* Your task
Render all of the material below as a JSON list of strings, with one string per line and blank lines left out.

* Supplied material
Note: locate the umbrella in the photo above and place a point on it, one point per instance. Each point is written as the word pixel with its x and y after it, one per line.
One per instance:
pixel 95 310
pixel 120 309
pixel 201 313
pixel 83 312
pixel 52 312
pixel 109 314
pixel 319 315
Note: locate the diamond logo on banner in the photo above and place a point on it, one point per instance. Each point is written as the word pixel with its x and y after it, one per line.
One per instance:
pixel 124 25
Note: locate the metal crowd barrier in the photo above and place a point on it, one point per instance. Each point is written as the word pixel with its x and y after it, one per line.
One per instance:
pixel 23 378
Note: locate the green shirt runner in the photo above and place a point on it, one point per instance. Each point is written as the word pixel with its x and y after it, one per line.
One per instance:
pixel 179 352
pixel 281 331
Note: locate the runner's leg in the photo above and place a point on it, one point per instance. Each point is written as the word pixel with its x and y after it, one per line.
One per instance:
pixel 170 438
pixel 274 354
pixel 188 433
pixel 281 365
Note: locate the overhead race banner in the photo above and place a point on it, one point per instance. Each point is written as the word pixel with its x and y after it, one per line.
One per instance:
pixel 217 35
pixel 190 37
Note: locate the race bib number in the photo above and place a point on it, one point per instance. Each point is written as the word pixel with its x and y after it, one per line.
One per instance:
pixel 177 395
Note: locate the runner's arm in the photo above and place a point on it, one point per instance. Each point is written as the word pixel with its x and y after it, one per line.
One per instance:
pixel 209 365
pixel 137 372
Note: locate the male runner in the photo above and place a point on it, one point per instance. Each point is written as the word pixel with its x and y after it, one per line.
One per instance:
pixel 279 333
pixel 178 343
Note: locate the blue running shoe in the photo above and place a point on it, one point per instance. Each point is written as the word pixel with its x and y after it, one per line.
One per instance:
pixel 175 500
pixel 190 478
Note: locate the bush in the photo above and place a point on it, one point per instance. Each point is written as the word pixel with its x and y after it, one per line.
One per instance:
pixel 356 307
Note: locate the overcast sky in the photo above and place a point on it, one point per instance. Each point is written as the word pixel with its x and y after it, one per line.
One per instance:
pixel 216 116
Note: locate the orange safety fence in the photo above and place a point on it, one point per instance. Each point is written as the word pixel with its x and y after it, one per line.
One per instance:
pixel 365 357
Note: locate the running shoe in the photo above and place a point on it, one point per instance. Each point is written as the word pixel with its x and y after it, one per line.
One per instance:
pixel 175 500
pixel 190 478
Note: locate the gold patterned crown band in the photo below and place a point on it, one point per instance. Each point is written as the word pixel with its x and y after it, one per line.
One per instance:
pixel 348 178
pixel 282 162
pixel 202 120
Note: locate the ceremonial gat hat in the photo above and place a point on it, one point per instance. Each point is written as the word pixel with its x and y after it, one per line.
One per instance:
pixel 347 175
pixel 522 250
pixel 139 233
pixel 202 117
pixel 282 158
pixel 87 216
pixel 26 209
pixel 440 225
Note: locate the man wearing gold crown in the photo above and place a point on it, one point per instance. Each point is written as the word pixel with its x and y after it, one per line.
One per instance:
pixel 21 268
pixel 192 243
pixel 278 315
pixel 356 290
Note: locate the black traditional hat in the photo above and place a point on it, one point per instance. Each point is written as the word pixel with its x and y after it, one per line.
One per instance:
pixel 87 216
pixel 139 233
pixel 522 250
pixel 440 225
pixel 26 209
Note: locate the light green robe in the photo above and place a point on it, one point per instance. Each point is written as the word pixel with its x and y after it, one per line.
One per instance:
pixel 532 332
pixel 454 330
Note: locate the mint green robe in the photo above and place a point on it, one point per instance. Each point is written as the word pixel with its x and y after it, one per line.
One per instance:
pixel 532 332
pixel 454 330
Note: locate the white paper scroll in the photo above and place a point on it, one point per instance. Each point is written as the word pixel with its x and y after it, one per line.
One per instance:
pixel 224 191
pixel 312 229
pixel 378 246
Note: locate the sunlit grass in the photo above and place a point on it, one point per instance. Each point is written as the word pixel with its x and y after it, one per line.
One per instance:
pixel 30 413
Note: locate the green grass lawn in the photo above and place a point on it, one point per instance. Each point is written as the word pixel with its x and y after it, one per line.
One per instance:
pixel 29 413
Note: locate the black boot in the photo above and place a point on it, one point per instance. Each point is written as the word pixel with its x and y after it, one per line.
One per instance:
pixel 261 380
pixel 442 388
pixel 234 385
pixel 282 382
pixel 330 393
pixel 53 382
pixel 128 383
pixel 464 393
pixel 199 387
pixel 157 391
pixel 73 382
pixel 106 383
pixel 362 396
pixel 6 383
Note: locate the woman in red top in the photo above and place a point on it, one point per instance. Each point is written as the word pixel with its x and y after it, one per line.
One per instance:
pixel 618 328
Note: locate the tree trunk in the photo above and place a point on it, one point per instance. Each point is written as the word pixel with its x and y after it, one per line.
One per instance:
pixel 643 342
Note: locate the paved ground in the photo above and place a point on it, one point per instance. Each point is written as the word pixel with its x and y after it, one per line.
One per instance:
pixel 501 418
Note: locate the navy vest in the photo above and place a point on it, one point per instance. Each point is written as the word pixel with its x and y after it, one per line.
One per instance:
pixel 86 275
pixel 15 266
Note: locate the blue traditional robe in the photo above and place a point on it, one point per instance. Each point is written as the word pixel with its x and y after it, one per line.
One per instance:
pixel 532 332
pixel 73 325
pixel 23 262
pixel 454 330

* Result of the task
[
  "Note: locate the umbrella in the photo above and place a point on it, one point per instance. Each point is written as the word pixel with its x and y after it, one per line.",
  "One per instance:",
  "pixel 95 310",
  "pixel 120 309",
  "pixel 201 313",
  "pixel 83 312",
  "pixel 52 312",
  "pixel 109 314",
  "pixel 319 315",
  "Note: locate the diamond logo on banner in the photo above and place a point on it, one point per instance. Each point is written as the word pixel with its x and y after it, one per line.",
  "One per instance:",
  "pixel 124 25",
  "Note: locate the metal crowd barrier in the photo above and place a point on it, one point per instance. Each point is written as the word pixel with its x and y after it, one per line.",
  "One per instance:",
  "pixel 23 378",
  "Note: locate the green shirt runner in the photo above and place a point on it, one point per instance. Each point is written as the word pixel with its x and y after it, one per line.",
  "One per instance:",
  "pixel 179 352",
  "pixel 281 331",
  "Note: locate the runner's leg in the photo above and place a point on it, one point per instance. Each point is written as the word pixel with its x and y after it, one per line.",
  "One per instance:",
  "pixel 170 438",
  "pixel 274 354",
  "pixel 188 433",
  "pixel 281 365",
  "Note: locate the overhead race banner in the photo above and place a point on it, one point per instance. Each point is written as the word pixel with its x and y after it, one per line.",
  "One per instance:",
  "pixel 217 35",
  "pixel 190 37",
  "Note: locate the race bib number in the photo above and place a point on it, one point per instance. Each point is written as the word pixel with its x and y after it, one per line.",
  "One per instance:",
  "pixel 177 395",
  "Note: locate the runner's arm in the photo above and place a point on it, one point per instance. Each point is written as the word pixel with its x and y after it, one per line.",
  "One per instance:",
  "pixel 209 365",
  "pixel 137 372",
  "Note: locate the male runner in the photo above and place a point on it, one point per instance. Each point is written as the word pixel with its x and y after it, one per line.",
  "One per instance:",
  "pixel 279 333",
  "pixel 178 343",
  "Note: locate the blue running shoe in the photo above and place a point on it, one point per instance. Each point is written as the word pixel with its x and y after it, one per line.",
  "One per instance:",
  "pixel 175 500",
  "pixel 190 478",
  "Note: locate the bush in the photo above and place a point on it, one point per instance. Each point is written as the word pixel with its x and y after it, one per line.",
  "One per instance:",
  "pixel 356 307",
  "Note: locate the overcast sky in the photo above and place a point on it, one point per instance. Each point is written as the word pixel with its x and y after it, one per line.",
  "One per instance:",
  "pixel 216 116",
  "Note: locate the orange safety fence in the photo above and place a point on it, one point per instance. Each point is written as the word pixel with its x and y after it, one per line.",
  "One per instance:",
  "pixel 365 357",
  "Note: locate the running shoe in the photo above and place a point on it, one point per instance. Each point is written as the word pixel with its x and y after it, one per line.",
  "One per instance:",
  "pixel 175 500",
  "pixel 190 478",
  "Note: locate the gold patterned crown band in the photo below and place a point on it, one point per instance. Each point is written as the word pixel with its x and y after it, one per line.",
  "One per instance:",
  "pixel 348 178",
  "pixel 282 162",
  "pixel 202 120",
  "Note: locate the ceremonial gat hat in the photo above and place a point on it, one point per instance. Each point is written as the word pixel with its x and y after it, one per line.",
  "One per instance:",
  "pixel 347 175",
  "pixel 522 250",
  "pixel 139 233",
  "pixel 202 117",
  "pixel 282 158",
  "pixel 87 216",
  "pixel 26 209",
  "pixel 440 225",
  "Note: locate the man wearing gold crown in the photo above and place a point on it, one point per instance. Each point is written as the word pixel with its x and y after it, one per line.",
  "One per instance:",
  "pixel 21 268",
  "pixel 192 243",
  "pixel 278 315",
  "pixel 356 290",
  "Note: locate the black traditional hat in the photo above and place a point on it, one point per instance. Each point is written as the word pixel with its x and y after it, one per line.",
  "One per instance:",
  "pixel 87 216",
  "pixel 139 233",
  "pixel 522 250",
  "pixel 440 225",
  "pixel 26 209",
  "Note: locate the light green robe in the photo above and place a point on it, one point per instance. Each point is written as the word pixel with its x and y after it, one per line.",
  "One per instance:",
  "pixel 532 332",
  "pixel 454 330",
  "Note: locate the mint green robe in the photo above and place a point on it, one point per instance. Each point is written as the word pixel with its x and y after it, one per line.",
  "One per instance:",
  "pixel 532 332",
  "pixel 454 330",
  "Note: locate the white paper scroll in the photo above and place a point on it, one point per instance. Each point is written as the word pixel with its x and y after it, one per line.",
  "One per instance:",
  "pixel 224 191",
  "pixel 312 229",
  "pixel 378 246",
  "Note: locate the sunlit grass in the photo above and place a point on it, one point per instance. Each point is written as the word pixel with its x and y after it, one per line.",
  "One per instance:",
  "pixel 30 413",
  "Note: locate the green grass lawn in the photo above and place a point on it, one point per instance. Each point is written as the word pixel with its x and y after it, one per line.",
  "One per instance:",
  "pixel 29 413",
  "Note: locate the black boot in the photo above and place a point on it, one point per instance. Each point is written as the word pixel with its x and y after it, one per line.",
  "One per instance:",
  "pixel 261 380",
  "pixel 442 388",
  "pixel 234 385",
  "pixel 282 382",
  "pixel 330 393",
  "pixel 53 382",
  "pixel 128 383",
  "pixel 464 393",
  "pixel 199 387",
  "pixel 157 391",
  "pixel 73 382",
  "pixel 106 383",
  "pixel 362 396",
  "pixel 6 383",
  "Note: locate the woman in red top in the photo above and place a point on it, one point per instance. Each point is written as the word pixel with its x and y after it, one per line.",
  "One per instance:",
  "pixel 618 328",
  "Note: locate the tree trunk in the photo above and place a point on it, one point per instance. Each point is written as the word pixel with its x and y after it, one per line.",
  "One per instance:",
  "pixel 643 342",
  "Note: locate the paved ground in the photo above and place a point on it, one point per instance. Each point is written as the word pixel with its x and y after it, one per line.",
  "One per instance:",
  "pixel 501 418",
  "Note: locate the navy vest in the photo above and place a point on it, one point per instance. Each point is written as the word pixel with its x and y after it, one per line.",
  "One per instance:",
  "pixel 86 275",
  "pixel 15 266",
  "Note: locate the blue traditional robe in the photo above and place a point on it, one point per instance. Each point is written as the word pixel with its x and y after it, one per line.",
  "One per instance:",
  "pixel 532 332",
  "pixel 73 325",
  "pixel 23 262",
  "pixel 454 330"
]